(Input for this task begins)

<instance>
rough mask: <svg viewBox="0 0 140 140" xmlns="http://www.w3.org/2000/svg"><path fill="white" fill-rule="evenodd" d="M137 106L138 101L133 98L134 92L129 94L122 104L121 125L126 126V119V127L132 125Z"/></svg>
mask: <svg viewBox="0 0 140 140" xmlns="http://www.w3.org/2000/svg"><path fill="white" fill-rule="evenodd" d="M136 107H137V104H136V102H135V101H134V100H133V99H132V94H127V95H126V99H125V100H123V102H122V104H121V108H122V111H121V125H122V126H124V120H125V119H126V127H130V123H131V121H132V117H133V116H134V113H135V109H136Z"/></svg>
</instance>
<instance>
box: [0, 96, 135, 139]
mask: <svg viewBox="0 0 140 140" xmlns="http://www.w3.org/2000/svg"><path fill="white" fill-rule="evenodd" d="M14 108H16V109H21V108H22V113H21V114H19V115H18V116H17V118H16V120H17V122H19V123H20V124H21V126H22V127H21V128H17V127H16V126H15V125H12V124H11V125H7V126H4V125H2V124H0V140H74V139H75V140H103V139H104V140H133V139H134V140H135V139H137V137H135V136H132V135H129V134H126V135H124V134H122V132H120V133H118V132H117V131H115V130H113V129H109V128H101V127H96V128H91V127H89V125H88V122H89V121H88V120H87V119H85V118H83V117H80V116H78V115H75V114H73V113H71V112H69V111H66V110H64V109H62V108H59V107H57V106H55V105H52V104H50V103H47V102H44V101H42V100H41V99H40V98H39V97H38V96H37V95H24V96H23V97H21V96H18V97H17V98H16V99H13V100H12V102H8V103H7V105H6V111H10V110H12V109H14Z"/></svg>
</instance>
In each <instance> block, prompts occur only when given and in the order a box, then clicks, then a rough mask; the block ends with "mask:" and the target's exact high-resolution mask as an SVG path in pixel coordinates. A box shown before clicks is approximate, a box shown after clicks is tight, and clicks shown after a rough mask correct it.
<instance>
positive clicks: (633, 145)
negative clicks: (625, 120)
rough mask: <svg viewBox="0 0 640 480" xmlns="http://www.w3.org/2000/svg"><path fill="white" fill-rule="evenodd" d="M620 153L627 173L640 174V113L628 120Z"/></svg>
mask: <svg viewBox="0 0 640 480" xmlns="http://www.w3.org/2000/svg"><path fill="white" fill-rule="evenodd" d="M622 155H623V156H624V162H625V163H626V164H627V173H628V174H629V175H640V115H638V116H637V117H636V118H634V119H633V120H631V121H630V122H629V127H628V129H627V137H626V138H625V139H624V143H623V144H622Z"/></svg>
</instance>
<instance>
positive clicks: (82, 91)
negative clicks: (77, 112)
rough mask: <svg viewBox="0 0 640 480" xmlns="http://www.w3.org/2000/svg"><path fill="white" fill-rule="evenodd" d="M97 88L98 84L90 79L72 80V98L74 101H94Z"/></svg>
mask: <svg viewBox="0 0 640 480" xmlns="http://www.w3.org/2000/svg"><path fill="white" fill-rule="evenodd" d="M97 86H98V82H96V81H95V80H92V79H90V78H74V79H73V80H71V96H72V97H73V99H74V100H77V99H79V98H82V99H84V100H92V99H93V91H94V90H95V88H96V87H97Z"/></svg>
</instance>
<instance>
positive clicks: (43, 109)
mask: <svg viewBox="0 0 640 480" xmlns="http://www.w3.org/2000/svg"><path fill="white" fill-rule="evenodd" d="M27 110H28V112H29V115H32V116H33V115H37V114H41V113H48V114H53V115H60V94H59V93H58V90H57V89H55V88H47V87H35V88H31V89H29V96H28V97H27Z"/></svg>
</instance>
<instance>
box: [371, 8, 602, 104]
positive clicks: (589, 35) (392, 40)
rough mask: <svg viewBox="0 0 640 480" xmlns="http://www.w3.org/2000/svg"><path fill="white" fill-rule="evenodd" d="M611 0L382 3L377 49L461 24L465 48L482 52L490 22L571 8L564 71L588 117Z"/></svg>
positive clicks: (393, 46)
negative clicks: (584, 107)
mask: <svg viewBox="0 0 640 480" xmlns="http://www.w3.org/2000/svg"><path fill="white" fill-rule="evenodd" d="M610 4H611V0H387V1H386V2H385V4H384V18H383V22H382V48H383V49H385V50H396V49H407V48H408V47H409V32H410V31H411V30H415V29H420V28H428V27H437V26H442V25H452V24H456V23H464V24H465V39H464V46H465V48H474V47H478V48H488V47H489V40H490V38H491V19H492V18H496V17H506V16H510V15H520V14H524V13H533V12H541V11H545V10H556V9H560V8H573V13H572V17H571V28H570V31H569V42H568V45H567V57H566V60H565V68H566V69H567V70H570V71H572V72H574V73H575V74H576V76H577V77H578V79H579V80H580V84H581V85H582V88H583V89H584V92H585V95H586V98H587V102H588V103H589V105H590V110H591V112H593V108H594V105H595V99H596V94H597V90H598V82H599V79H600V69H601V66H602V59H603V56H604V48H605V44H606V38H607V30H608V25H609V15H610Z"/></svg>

(Input for this task ends)

> **Required work**
Line by line, retype all the entries exactly as they are shown.

> **Solution**
<instance>
rough mask: <svg viewBox="0 0 140 140" xmlns="http://www.w3.org/2000/svg"><path fill="white" fill-rule="evenodd" d="M137 106L138 101L133 98L134 92L129 94L122 104L121 125L126 126V119V127L132 125Z"/></svg>
mask: <svg viewBox="0 0 140 140" xmlns="http://www.w3.org/2000/svg"><path fill="white" fill-rule="evenodd" d="M136 107H137V104H136V102H135V101H134V100H133V99H132V94H127V95H126V99H125V100H123V102H122V104H121V108H122V111H121V125H122V126H124V120H125V119H126V127H130V123H131V121H132V117H133V116H134V113H135V109H136Z"/></svg>
</instance>
<instance>
box: [0, 96, 135, 139]
mask: <svg viewBox="0 0 140 140" xmlns="http://www.w3.org/2000/svg"><path fill="white" fill-rule="evenodd" d="M14 108H16V109H21V108H22V113H21V114H19V115H18V116H17V118H16V120H17V122H19V123H20V124H21V126H22V127H21V128H17V127H16V126H15V125H12V124H11V125H7V126H4V125H2V124H0V140H74V139H75V140H103V139H104V140H133V139H134V140H135V139H137V137H135V136H132V135H129V134H126V135H124V134H122V132H120V133H118V132H117V131H115V130H113V129H109V128H101V127H96V128H91V127H89V125H88V122H89V121H88V120H87V119H85V118H83V117H80V116H78V115H75V114H73V113H71V112H69V111H66V110H64V109H62V108H59V107H57V106H55V105H52V104H50V103H47V102H44V101H42V100H41V99H40V98H39V97H38V96H37V95H24V96H23V97H21V96H18V97H17V98H16V99H13V100H12V102H8V103H7V105H6V111H10V110H12V109H14Z"/></svg>
</instance>
In each <instance> block, prompts occur only when given and in the order a box, then clicks, then a rough mask; the block ends with "mask:" and the target's exact high-resolution mask as an SVG path in pixel coordinates. A box shown before clicks is approximate, a box shown after clicks is tight, and clicks shown after a rough mask correct it.
<instance>
positive clicks: (633, 145)
negative clicks: (625, 120)
rough mask: <svg viewBox="0 0 640 480" xmlns="http://www.w3.org/2000/svg"><path fill="white" fill-rule="evenodd" d="M620 153L627 173L640 174V113L628 120Z"/></svg>
mask: <svg viewBox="0 0 640 480" xmlns="http://www.w3.org/2000/svg"><path fill="white" fill-rule="evenodd" d="M622 155H623V156H624V162H625V163H626V164H627V173H628V174H629V175H640V115H638V116H637V117H636V118H634V119H633V120H631V121H630V122H629V127H628V129H627V137H626V138H625V139H624V143H623V144H622Z"/></svg>
</instance>
<instance>
positive clicks: (82, 91)
negative clicks: (77, 112)
rough mask: <svg viewBox="0 0 640 480" xmlns="http://www.w3.org/2000/svg"><path fill="white" fill-rule="evenodd" d="M97 88L98 84L90 79L72 80V98L74 101H94Z"/></svg>
mask: <svg viewBox="0 0 640 480" xmlns="http://www.w3.org/2000/svg"><path fill="white" fill-rule="evenodd" d="M97 86H98V82H96V81H95V80H92V79H90V78H74V79H73V80H71V96H72V97H73V99H74V100H77V99H79V98H82V99H84V100H92V99H93V91H94V90H95V88H96V87H97Z"/></svg>
</instance>
<instance>
positive clicks: (43, 109)
mask: <svg viewBox="0 0 640 480" xmlns="http://www.w3.org/2000/svg"><path fill="white" fill-rule="evenodd" d="M27 110H28V112H29V115H32V116H33V115H37V114H41V113H48V114H53V115H60V94H59V93H58V90H57V89H55V88H47V87H35V88H31V89H29V96H28V97H27Z"/></svg>
</instance>
<instance>
box: [371, 8, 602, 104]
positive clicks: (589, 35) (392, 40)
rough mask: <svg viewBox="0 0 640 480" xmlns="http://www.w3.org/2000/svg"><path fill="white" fill-rule="evenodd" d="M611 0L382 3L377 49L461 24L465 48L482 52L490 22L571 8L564 71L588 117Z"/></svg>
positive clicks: (393, 46)
negative clicks: (584, 107)
mask: <svg viewBox="0 0 640 480" xmlns="http://www.w3.org/2000/svg"><path fill="white" fill-rule="evenodd" d="M610 4H611V0H387V1H386V2H385V4H384V18H383V22H382V48H383V49H385V50H396V49H407V48H408V47H409V32H410V31H411V30H415V29H420V28H428V27H437V26H442V25H452V24H456V23H464V24H465V39H464V46H465V48H474V47H478V48H488V47H489V40H490V38H491V19H492V18H496V17H506V16H510V15H520V14H524V13H533V12H541V11H545V10H556V9H560V8H573V13H572V17H571V28H570V31H569V42H568V45H567V57H566V60H565V68H566V69H567V70H570V71H572V72H574V73H575V74H576V76H577V77H578V79H579V80H580V84H581V85H582V88H583V89H584V92H585V95H586V98H587V102H588V103H589V105H590V110H591V112H593V108H594V105H595V99H596V94H597V90H598V82H599V79H600V69H601V66H602V59H603V56H604V48H605V44H606V38H607V30H608V25H609V15H610Z"/></svg>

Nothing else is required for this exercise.